The chairman of the Chartered Institute of Taxation of Nigeria (CITN), Abuja District, Ben Enamudu, has dismissed claims that Nigerians’ bank balances will be taxed under the new tax regime, clarifying that only certain electronic transfers attract a ₦50 stamp duty and that the reforms were designed to protect low-income earners.
Speaking in an interview with ARISE News on Tuesday, Enamudu stated that widespread misinformation about the reforms, particularly regarding bank transfers and income thresholds, has created unnecessary anxiety among the public.
“The narrative out there, which is the wrong narrative, is that the money in your bank account will be taxed. There is no provision for that in our tax laws. Nobody taxes the money in your bank account,” he said.
He explained that the charge applicable to electronic transfers is a stamp duty, not a tax on deposits or account balances.
“When you make transfers from your account to someone else, there is a ₦50 stamp duty that applies. However, if you maintain multiple accounts within the same bank, you are not expected to pay the stamp duty,” Enamudu said.
According to him, the new reform also changes who bears the cost of the duty.
“Before now, both the sender and the receiver bore the burden of the stamp duty. But with the new tax reform, only the sender pays,” he said.
Enamudu added that several transactions are exempt from the charge.
“Salary accounts and payment of salaries are exempted from stamp duty. Transfers below ₦10,000 are also exempted. Once it hits ₦10,000, you pay the ₦50 charge,” he said.
He further clarified that transfers between personal accounts held in different banks still attract stamp duty.
“Once it crosses one financial institution to another, the stamp duty is triggered, even if it is your own account,” he said.
On value-added tax (VAT), Enamudu said essential goods and services remain exempt.
“You don’t pay VAT on basic food items, medicals, pharmaceuticals, education and other essentials,” he said.
He also highlighted a rent relief introduced under the reforms.
“If you pay rent as a tenant, you are allowed a relief of 20 per cent of the rent paid, subject to a maximum of ₦500,000,” he said.
Using examples, he explained that while 20 per cent of an annual rent of ₦3 million amounts to ₦600,000, the relief is capped at ₦500,000, and for a rent of ₦1 million, the relief stands at ₦200,000.

§ COMPLETE THE FOLLOWING
(A) According to the tax reform article, who pays the ₦50 stamp duty on a transfer under the new reform?
(B) Recast the paragraph of the tax reform article that begins "The chairman of the Chartered Institute" as a short list, keeping its main facts.
(C) Pick up the tax reform article right after its final sentence and carry it on.

[Stored dataset items]
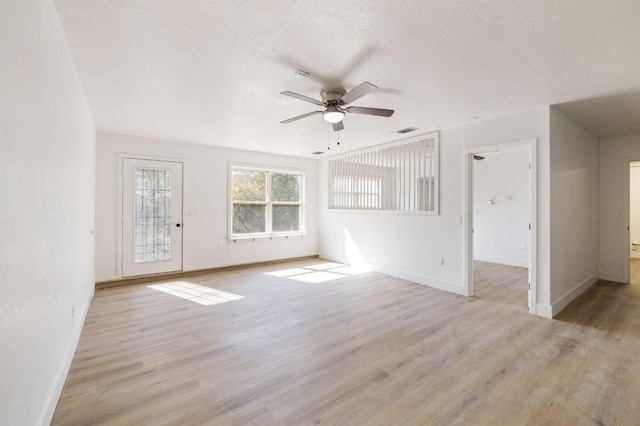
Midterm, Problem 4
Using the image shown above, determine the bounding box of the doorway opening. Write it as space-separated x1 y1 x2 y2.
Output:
464 139 537 314
626 161 640 284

§ RESPONSES BY ITEM NUMBER
(A) Only the sender pays it.

(B)
- Ben Enamudu, chairman of the Chartered Institute of Taxation of Nigeria (CITN), Abuja District, rejected claims that bank balances will be taxed under the new tax regime.
- Only certain electronic transfers attract a ₦50 stamp duty.
- The reforms were designed to protect low-income earners.

(C)
Regarding compliance, Enamudu stated that Nigeria operates a self-assessment system for tax clearance.
“The law envisages that you will come forward voluntarily and declare your income,” he said.
While employers remit Pay-As-You-Earn (PAYE) on behalf of workers, he noted that individuals with other income streams must file their returns personally.
“Your salary income is just one line. If you earn rent or run a business, all incomes must be aggregated and declared,” he said.
He added that states would adopt presumptive taxation for informal sector operators such as market women, with modalities determined by each state in line with the principle of economy.
Addressing broader concerns, Enamudu described the new tax law as protective of vulnerable Nigerians.
“The tax act, as passed, is heavily pro-poor. That is actually the reality of the act,” he said.
He clarified that the widely cited ₦800,000 threshold refers to taxable income, not gross earnings.
“It is not that if you earn ₦800,000, you don’t pay tax. The law says if your taxable income is ₦800,000 and below,” he said.
According to him, statutory deductions—including contributions to PENCOM, NHIS, the National Housing Fund, interest on owner-occupied properties, and insurance premiums—are applied before taxable income is determined.
“After all these deductions, if your income is still not above ₦800,000, you will not pay tax,” he said.
Enamudu confirmed that the law is already in force.
“The act became active on the 4th of January 2026. We are already at the implementation stage, though this is a transitional period,” he said.
He added that improved efficiency would gradually expand the tax base.
“When efficiency comes into the tax environment, more people and businesses are captured. Over time, revenue will grow, and the government will be able to meet its obligations.”